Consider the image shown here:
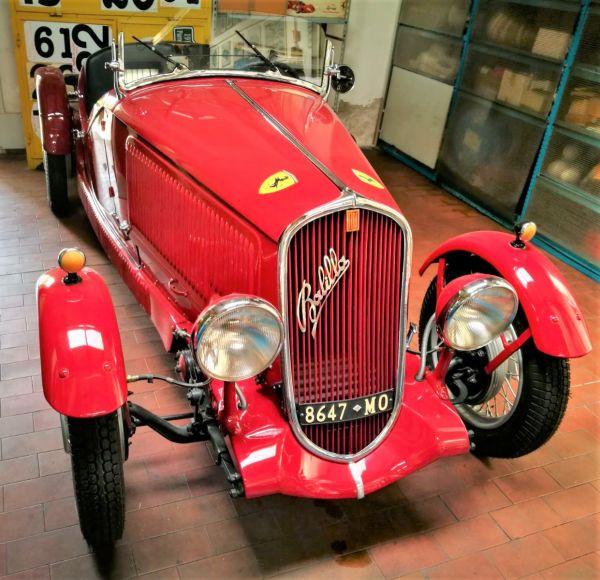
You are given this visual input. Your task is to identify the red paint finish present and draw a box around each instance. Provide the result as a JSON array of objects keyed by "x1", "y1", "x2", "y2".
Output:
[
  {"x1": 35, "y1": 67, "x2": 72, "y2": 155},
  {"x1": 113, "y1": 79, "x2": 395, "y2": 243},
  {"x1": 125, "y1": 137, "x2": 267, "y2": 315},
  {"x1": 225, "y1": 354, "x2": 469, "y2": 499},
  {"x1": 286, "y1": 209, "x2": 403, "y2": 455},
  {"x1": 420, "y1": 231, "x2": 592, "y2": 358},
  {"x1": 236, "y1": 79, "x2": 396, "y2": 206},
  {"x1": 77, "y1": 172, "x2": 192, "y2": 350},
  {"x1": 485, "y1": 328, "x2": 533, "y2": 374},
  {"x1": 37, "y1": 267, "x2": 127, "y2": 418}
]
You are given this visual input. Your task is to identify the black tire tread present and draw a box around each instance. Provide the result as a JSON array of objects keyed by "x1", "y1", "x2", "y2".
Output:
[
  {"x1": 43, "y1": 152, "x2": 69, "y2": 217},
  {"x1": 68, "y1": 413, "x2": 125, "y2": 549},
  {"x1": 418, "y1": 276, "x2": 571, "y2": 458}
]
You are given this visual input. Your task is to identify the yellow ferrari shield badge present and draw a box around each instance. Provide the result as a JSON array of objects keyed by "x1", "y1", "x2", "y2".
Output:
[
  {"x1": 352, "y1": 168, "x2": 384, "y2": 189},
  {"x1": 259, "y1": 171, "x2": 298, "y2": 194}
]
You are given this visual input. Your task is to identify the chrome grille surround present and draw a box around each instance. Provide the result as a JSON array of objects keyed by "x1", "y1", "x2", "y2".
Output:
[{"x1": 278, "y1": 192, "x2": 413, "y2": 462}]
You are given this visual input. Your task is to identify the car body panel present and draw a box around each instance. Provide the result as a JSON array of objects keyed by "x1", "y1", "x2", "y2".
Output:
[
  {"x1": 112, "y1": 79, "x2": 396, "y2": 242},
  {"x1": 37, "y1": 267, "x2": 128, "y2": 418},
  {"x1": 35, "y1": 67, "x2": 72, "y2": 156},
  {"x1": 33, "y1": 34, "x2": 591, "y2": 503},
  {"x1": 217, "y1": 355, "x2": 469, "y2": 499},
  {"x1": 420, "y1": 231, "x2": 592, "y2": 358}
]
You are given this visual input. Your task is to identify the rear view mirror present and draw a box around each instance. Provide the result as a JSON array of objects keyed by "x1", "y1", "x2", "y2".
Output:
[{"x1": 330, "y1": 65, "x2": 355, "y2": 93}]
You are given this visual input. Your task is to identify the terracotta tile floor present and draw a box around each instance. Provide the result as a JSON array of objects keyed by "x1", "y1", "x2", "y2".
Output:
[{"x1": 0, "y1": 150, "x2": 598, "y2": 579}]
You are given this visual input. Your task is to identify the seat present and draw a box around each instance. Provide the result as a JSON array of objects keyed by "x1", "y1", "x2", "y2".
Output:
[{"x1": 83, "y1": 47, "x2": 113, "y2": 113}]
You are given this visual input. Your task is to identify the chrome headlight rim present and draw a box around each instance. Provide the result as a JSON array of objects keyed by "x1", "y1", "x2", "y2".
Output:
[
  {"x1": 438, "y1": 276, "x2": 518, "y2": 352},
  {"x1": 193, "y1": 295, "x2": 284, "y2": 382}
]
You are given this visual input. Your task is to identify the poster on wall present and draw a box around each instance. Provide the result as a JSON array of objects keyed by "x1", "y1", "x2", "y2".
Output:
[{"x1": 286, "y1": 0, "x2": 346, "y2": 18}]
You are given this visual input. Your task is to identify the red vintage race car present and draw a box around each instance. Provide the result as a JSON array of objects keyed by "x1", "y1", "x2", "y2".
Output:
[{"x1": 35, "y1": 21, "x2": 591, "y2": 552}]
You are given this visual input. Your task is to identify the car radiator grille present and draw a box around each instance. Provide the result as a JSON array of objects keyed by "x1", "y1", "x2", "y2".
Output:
__________
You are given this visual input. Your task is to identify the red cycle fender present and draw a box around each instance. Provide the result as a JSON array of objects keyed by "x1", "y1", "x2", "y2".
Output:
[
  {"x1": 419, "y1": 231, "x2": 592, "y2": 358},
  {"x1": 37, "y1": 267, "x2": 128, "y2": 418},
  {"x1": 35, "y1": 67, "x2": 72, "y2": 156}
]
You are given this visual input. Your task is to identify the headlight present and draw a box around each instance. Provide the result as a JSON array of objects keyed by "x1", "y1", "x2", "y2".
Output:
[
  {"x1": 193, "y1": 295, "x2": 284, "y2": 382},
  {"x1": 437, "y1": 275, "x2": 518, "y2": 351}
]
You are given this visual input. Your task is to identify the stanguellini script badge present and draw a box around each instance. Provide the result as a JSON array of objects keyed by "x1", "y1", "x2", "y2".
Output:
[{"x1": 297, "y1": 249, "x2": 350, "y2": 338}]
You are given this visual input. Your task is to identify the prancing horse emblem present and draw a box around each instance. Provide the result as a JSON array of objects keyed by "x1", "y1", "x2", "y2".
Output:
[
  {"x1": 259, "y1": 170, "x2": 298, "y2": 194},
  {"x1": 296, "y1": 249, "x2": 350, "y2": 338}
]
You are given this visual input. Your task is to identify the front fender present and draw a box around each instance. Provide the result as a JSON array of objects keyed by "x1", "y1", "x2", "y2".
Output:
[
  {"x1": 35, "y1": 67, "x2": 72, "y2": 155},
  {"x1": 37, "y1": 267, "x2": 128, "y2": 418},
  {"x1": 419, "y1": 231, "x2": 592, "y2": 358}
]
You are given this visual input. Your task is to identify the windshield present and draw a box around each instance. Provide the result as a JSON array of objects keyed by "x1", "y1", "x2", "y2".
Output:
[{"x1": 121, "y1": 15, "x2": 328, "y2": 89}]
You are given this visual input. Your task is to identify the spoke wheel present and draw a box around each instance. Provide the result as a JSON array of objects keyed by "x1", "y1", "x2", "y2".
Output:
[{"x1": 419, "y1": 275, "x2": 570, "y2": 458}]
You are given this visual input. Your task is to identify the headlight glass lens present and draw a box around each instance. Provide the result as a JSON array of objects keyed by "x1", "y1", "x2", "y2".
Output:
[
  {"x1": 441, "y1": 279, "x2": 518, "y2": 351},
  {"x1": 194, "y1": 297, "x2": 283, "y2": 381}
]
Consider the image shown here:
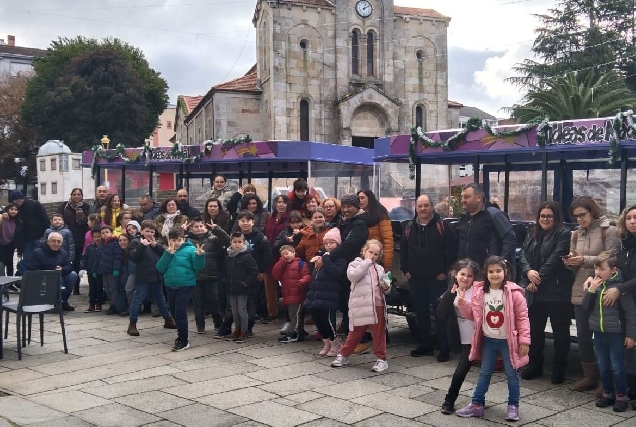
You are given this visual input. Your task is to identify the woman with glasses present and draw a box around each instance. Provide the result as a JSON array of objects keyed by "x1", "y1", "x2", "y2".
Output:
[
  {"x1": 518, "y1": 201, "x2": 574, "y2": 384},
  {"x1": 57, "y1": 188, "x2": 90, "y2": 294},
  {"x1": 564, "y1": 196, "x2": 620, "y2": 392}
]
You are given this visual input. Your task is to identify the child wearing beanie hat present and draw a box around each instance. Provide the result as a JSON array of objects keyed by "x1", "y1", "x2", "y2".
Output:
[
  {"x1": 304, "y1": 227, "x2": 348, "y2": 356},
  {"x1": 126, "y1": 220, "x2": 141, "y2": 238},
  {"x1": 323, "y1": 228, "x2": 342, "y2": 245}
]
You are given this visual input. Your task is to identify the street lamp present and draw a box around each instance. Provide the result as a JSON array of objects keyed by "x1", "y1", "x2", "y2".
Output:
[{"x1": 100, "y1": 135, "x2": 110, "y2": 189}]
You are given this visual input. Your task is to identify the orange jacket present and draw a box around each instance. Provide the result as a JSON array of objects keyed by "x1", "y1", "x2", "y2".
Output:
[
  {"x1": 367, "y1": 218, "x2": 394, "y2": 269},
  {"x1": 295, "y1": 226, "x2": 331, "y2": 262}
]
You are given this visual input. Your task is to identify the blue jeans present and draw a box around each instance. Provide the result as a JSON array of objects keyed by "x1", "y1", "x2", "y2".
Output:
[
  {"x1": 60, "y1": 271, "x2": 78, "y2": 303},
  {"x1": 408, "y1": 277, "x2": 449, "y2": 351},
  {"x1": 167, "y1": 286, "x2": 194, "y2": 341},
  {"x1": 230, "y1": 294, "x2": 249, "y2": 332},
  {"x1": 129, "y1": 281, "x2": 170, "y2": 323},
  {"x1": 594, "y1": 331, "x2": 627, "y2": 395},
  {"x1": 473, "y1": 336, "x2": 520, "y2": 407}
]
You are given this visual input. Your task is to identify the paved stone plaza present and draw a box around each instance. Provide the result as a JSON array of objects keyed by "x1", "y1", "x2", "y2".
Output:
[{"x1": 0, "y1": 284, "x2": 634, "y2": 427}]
__________
Problem to solve:
Based on the entries above, please count how many lines contain the string "chrome", and reply with the figure only.

Result for this exercise:
2